### TAREFA A REALIZAR
Indique se cada afirmação a seguir está de acordo com o texto sobre o filme Viagem ao Fim do Mundo. Para cada uma, responda sim ou não e transcreva entre aspas, sem alterar nada, as palavras do texto que decidem a resposta.
1. A viagem de avião do filme dura cerca de hora e meia.
2. A freira abandona a sua fé.
3. Depois do pouso, os quatro personagens seguem juntos para a mesma casa.

Viagem ao fim do mundo
Assistir ao filme 47 anos depois da sua finalização e exibição é no mínimo curioso. Não que a impressão tenha se esvaído, longe disso. O filme ainda continua a ser uma estimulante e alegre viagem pelos confins de um determinado momento na história de um país e de um mundo. mas, da mesma forma que a Lua, o filme tem uma parte iluminada e uma outra parte densa, escura, opaca. Pois Viagem ao Fim do Mundo é uma fotografia em polaróide de um momento fugaz (como todos), mas acolhendo nela uma profundidade de campo absurdamente grande que tenta guardar dentro dela não só o tempo presente, mas ao mesmo tempo o imediatamente anterior, o passado longínquo e indo até o fim dos tempos, onde todas as temporalidades se confundem e o início coincide com o fim.
A estrutura narrativa emula essa busca. Um homem maduro (Jofre Soares), um jovem (Fábio Porchat), uma moça (Karin Rodrigues) e uma jovem senhora (Tallulah Campos, primeira esposa de Coni Campos) entram num avião. O filme transcorrerá no espaço de tempo em que eles entram no avião, decolam, voam, aterrissam e dirigem-se, separadamente, cada um para sua casa. Mas dentro desse tempo, um átimo se comparado mesmo com o decorrer de um simples dia, Fernando Coni Campos tenta capturar a essência da vida inteira desses personagens, e através deles uma essência mais ambiciosa, a do tempo em geral: ir ao fim do mundo através da experiência de ler um livro, ir ao tempo dos conceitos que pautam nossas crenças, recorrer à temporalidade da imaginação como expediente para fugir da frustração sexual...
Mas o que parece acima de tudo interessar a Coni Campos nesse filme vai em outra direção: é o peso do tempo, o modo como cada um emprega seu tempo e se embaraça em usá-lo. Uma viagem de avião de hora e meia: não poderia haver melhor cenário para um embate ontológico entre um tempo que jamais passa – afinal, é tempo demais para ficar sem fazer nada – e o tempo que sempre transcorre – da mesma forma, é impossível em tão pouco tempo construir qualquer laço forte. Eternidade e finitude, dois lados de uma única e mesma moeda. Angústia com o tempo – afinal, há momentos que gostaríamos de ver sempre eternizados e outros que gostaríamos que passassem como uma manada de búfalos, pisoteando todas as nossas frustrações. Por trás de tanta curiosidade com os novos tempos, o embate não é vencido: a freira não consegue resolver sua relação com a instituição à qual faz parte (apesar de manter-se intimamente fiel a sua fé), o homem que recorre à imaginação para despir as mulheres do avião não consegue ter relações com sua mulher, a garota propaganda volta para casa e para o marido a quem engana (tem um breve instante amoroso com o jovem do avião) para viver sua cômoda vida de desentusiasmo controlado. Se os personagens não conseguem vencer o tempo, ao menos ao filme é dada uma segunda chance: a seqüência final com a música de despedida e o planeta em cromaqui. Nem tanto o triunfo da arte sobre o tempo, mas uma tentativa de restituir o equilíbrio emocional da balança: não é só porque nossos personagens não conseguiram que devemos desistir dessa empreitada.

### DADOS REGISTRADOS
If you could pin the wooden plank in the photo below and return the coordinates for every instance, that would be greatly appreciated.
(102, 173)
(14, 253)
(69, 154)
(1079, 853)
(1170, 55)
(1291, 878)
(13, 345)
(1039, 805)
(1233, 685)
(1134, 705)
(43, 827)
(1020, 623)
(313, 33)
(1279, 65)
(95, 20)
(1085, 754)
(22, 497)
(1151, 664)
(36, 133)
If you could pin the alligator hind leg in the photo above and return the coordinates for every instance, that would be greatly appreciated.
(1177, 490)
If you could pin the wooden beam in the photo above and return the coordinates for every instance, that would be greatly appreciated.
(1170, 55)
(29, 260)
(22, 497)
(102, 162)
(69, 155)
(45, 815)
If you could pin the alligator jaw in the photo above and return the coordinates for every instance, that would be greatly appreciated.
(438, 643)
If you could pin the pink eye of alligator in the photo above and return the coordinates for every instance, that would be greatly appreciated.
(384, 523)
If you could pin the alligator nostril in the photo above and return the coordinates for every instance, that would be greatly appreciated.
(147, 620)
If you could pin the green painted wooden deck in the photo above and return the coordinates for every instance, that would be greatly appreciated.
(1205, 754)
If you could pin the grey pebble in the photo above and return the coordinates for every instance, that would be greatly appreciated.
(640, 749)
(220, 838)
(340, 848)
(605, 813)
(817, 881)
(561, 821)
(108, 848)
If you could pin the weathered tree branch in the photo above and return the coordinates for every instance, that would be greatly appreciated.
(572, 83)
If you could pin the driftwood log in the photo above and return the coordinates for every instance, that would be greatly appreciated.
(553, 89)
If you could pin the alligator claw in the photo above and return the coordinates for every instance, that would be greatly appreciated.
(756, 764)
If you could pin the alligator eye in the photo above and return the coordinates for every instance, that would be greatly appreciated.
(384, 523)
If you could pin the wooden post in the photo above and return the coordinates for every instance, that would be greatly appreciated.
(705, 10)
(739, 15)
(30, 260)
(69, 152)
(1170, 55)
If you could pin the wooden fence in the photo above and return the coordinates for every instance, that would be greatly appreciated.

### RESPOSTA
1. Sim: "Uma viagem de avião de hora e meia".
2. Não: "apesar de manter-se intimamente fiel a sua fé".
3. Não: "dirigem-se, separadamente, cada um para sua casa".